#### What to work on
a: In the arena parking article, rewrite the passage from "Barclays Center in" up to and including "Goldstein with $3M)", substituting "Brooklyn arena" for "Barclays Center".
b: Extend the arena parking article, picking up immediately after its final sentence.

Start of Page text

Worries Aired About Stack Parking Next to Arena


Today the New York Post reports that Atlantic Yards critics commissioned renderings showing it’s impossible for Forest City Ratner to fill the 1,100-spot parking lot mandated by the state next to the Barclays Center without using stacked parking. This doesn’t sit well with some in the area: “The concern, neighborhood residents say, is that hydraulic systems and valet service associated with stack parking slow the entry and exit of cars from the lot, potentially creating bumper-to-bumper traffic on surrounding streets and sending antsy drivers to seek the area’s few remaining curbside spaces.” A rep for Forest City says the developer is “conducting an analysis that we hope will allow” the firm to avoid using stack parking. Atlantic Yards Report takes this “analysis” to mean that Forest City is considering using “a modular system that’s never been tested. And that was discussed more than eight months ago, though no formal plans have never been announced.” The surface-lot block is bounded by Carlton, Vanderbilt, Dean and Pacific; the Post notes that it’s “expected to exist at least a decade” because of the delays with the other Atlantic Yards buildings that have also held up plans for a permanent, underground lot. Meanwhile, Atlantic Yards Watch runs the rendering shown above, depicting how the stack parking could look, and contrasts it with another rendering, reproduced on the jump, that shows how the lot might look if it had to comply with New York City design standards for surface lots. The lot doesn’t have to comply with those standards—which would require landscaping and reduce the number of cars the lot could hold to around 500—because it will be considered temporary, rather than permanent, parking.
Barclays Center in Brooklyn Will Create Parking and Traffic Problems [NY Post]
What if the Barclays Center Parking Lot Was Required to Meet NYC Design Standards? [AY Watch]
The Peril of Car Stackers on the Arena Parking Lot [AY Report]

46 Comment

  • If there isn’t going to be permit parking for those of us who live near the belly of the beast, it will be the biggest FU ever.

  • The real FU is the one that DDDB did on pursuing an all or nothing approach that simply delayed and ran up FCR costs and got nothing for the community (but did enrich Dan Goldstein with $3M)

    Frankly 1100 spots no matter how you lay it out really isnt that much and wont cause much traffic impact

    • Oh really, fsrq? That’s the FU?

      I’ve followed this whole AY saga from the beginning, and the biggest FU was from Marty Markowitz who spent the first year from the 2003 announcement saying “we want to hear from the community” – but what that windbag was really saying was “i only want to hear from people who blindly support the project.”

End of Page text
Start of Data lines

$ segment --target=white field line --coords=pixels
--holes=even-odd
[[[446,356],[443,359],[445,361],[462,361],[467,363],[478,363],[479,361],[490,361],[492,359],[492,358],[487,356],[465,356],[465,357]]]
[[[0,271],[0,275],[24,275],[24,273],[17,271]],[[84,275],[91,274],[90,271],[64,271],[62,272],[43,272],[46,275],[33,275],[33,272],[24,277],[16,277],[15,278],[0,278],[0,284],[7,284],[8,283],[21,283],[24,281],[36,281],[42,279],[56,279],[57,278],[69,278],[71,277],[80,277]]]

End of Data lines

#### Outputs for the tasks
a:
Brooklyn arena in Brooklyn Will Create Parking and Traffic Problems [NY Post]
What if the Brooklyn arena Parking Lot Was Required to Meet NYC Design Standards? [AY Watch]
The Peril of Car Stackers on the Arena Parking Lot [AY Report]

46 Comment

  • If there isn’t going to be permit parking for those of us who live near the belly of the beast, it will be the biggest FU ever.

  • The real FU is the one that DDDB did on pursuing an all or nothing approach that simply delayed and ran up FCR costs and got nothing for the community (but did enrich Dan Goldstein with $3M)

b:
      Like many of my neighbors, we tried for years to have our voices heard, have improvements made, have community concerns addressed — and “the real FU” is that Marty, Ratner and their stooges snowjobbed everybody and created something that only some gray, paunchy suburbanite politicians can be proud of.

      Try keeping a little perspective before you trot out that $3M Goldstein stat.

  • The more of a hassle is it for people to drive = the less people will drive.

  • The more of a hassle is it for people to drive = the less people will drive.

  • MM is the borough president, which means he has zero real power so if thats who gets your ire up, well so be it – but it is a ridiculous position.

    The only organized opposition had one fundamental position – no arena, at all costs. And pursued that position through years of baseless lawsuits and FUD. That is a fact; and in my opinion that is why now all we see being built is an arena. Had a legitimate strategy been pursued things would have been completed faster, nicer and with more concessions to local residents.
    Regardless of the past – 1100 parking spots is frankly tiny and great news for the neighborhood.

    • Have you been paying attention the last eight years?

      Are you saying there are only two camps? FCR and “the opposition”? Well then what do you expect from an organized opposition except to totally oppose it?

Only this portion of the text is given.